* _Work task_: Please restate word for word only the lines that start at the one containing "For each instance of the white facade, drop" and continue to the final line of the material.
╔══
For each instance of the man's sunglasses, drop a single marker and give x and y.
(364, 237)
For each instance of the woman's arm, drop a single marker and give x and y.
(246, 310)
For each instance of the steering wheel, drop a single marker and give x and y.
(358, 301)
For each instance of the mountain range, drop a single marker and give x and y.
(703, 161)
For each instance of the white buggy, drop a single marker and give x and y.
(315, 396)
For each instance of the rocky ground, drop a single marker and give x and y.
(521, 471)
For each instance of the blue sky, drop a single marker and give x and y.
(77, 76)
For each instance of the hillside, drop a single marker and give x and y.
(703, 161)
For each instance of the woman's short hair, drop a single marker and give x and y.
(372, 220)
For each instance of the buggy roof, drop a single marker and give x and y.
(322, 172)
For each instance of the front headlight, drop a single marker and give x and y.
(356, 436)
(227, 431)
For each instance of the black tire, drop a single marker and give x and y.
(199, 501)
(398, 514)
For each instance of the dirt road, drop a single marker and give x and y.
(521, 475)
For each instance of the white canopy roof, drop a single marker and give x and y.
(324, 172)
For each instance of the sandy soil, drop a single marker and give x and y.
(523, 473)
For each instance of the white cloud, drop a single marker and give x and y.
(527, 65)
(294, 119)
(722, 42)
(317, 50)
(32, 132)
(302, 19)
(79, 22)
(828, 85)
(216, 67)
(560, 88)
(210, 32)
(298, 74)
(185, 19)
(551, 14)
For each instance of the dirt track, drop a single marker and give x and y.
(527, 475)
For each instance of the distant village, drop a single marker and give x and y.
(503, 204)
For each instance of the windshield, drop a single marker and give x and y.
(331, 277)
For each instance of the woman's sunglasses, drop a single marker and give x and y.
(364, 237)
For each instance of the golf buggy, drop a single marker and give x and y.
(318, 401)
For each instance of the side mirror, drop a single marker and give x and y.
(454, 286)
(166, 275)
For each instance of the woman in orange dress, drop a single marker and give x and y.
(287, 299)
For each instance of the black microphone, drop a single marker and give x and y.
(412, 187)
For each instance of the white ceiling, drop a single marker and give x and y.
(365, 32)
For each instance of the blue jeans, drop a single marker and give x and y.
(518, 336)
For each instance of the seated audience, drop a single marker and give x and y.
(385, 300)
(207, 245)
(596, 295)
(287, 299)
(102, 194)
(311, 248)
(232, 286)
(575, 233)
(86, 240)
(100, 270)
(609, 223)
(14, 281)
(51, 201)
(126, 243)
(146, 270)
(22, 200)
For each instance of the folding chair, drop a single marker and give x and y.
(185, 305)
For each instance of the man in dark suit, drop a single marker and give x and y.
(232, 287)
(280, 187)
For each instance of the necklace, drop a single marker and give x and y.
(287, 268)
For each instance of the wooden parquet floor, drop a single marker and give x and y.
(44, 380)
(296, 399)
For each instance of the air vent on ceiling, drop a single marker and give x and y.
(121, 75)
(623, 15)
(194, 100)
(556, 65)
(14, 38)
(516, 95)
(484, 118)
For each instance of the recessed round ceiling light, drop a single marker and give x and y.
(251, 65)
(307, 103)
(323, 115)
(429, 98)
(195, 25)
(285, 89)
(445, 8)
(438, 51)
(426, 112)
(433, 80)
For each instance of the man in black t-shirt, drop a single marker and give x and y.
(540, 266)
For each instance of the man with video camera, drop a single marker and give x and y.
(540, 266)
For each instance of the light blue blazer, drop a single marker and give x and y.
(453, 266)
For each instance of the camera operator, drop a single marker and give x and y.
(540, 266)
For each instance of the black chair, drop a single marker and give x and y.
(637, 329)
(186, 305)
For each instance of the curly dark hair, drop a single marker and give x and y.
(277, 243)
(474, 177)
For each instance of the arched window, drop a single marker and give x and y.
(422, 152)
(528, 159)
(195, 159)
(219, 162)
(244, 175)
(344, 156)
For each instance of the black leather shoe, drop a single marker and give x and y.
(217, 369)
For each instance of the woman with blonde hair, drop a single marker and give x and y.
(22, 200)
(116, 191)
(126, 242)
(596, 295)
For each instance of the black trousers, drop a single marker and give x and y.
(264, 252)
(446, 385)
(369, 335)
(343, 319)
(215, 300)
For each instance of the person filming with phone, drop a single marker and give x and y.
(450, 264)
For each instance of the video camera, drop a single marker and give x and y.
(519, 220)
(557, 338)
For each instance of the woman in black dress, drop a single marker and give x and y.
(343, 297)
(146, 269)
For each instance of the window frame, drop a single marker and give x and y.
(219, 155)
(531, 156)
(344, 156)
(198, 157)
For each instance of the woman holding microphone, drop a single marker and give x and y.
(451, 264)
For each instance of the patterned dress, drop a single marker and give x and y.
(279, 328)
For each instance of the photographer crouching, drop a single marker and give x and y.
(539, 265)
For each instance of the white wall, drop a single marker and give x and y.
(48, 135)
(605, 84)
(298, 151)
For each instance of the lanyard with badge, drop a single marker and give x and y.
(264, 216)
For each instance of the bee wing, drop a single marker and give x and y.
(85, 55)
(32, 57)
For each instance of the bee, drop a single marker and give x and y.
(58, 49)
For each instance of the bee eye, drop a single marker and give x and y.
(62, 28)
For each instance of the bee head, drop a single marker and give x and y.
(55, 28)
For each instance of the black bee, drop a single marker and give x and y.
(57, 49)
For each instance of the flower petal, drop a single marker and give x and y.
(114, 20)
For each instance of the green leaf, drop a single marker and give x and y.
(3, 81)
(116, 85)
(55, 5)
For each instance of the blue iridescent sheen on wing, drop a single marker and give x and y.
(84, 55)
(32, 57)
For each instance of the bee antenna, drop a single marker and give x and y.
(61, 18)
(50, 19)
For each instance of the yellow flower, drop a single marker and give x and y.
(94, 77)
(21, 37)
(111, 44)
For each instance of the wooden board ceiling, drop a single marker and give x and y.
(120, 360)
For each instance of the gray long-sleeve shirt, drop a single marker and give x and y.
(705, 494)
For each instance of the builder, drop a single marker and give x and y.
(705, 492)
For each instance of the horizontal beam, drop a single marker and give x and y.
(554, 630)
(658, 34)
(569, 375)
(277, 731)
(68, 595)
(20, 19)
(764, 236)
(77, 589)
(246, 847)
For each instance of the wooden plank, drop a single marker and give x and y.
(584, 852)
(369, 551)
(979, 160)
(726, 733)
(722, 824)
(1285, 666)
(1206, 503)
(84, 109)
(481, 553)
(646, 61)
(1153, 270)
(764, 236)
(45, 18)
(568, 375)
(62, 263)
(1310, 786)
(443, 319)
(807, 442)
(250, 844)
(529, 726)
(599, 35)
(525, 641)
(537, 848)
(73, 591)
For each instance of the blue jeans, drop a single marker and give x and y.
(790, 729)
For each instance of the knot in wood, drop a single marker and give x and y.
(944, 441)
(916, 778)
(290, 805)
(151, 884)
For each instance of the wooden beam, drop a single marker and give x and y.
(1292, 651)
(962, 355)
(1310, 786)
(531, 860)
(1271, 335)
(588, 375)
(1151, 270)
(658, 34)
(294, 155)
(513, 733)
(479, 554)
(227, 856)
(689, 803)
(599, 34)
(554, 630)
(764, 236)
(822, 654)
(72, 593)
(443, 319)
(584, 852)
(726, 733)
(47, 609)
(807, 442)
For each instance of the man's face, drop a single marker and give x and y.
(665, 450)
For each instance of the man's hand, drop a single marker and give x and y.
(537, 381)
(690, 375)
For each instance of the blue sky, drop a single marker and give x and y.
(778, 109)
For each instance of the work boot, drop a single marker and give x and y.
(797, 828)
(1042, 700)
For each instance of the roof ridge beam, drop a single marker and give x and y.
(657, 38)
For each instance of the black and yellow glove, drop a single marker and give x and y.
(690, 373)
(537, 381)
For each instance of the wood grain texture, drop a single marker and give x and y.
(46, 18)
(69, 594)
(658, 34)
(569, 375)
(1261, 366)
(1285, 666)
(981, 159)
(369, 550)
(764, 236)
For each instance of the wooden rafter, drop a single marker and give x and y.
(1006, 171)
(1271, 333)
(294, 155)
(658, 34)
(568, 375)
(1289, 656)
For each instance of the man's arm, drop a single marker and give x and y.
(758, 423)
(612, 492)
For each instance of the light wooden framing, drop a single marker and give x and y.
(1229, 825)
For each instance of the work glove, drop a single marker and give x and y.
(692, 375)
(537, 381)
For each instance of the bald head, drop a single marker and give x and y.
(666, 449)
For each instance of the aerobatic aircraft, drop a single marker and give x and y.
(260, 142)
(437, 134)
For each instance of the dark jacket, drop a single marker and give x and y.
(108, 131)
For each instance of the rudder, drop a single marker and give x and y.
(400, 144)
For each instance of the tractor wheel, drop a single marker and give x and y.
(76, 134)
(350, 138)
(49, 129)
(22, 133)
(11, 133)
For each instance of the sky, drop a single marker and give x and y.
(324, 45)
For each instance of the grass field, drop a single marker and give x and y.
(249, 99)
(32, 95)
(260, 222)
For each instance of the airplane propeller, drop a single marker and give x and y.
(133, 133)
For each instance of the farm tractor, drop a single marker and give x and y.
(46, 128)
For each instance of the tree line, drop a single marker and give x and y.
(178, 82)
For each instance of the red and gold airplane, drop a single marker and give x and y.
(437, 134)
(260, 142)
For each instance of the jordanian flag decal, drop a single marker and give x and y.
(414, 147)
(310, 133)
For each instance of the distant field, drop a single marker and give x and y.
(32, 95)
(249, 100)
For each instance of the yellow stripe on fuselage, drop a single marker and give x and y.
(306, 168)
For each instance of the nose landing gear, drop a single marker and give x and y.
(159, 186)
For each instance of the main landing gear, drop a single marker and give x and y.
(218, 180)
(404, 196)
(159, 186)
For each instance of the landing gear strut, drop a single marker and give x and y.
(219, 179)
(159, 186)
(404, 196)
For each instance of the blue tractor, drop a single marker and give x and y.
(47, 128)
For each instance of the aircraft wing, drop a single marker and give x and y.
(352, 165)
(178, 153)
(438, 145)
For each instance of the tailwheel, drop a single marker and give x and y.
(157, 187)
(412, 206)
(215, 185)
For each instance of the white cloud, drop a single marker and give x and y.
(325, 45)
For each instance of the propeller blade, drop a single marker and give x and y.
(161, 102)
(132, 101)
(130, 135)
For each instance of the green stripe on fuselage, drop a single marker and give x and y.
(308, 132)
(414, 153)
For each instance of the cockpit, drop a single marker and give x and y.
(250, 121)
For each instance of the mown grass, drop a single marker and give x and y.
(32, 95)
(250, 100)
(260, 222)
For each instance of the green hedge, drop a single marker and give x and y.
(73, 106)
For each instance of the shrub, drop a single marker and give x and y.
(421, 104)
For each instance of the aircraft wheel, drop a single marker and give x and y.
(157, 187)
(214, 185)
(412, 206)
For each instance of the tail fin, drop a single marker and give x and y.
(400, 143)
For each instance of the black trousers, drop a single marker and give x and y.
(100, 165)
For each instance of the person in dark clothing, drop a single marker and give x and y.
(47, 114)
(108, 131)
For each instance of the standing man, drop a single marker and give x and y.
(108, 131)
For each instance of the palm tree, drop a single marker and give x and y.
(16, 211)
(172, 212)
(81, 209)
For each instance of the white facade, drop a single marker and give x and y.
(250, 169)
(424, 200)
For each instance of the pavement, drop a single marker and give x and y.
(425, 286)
╚══
* _Reply_:
For each instance of the white facade, drop a single marker and give x and y.
(250, 169)
(424, 200)
For each instance of the pavement, drop a single marker and give x and y.
(425, 286)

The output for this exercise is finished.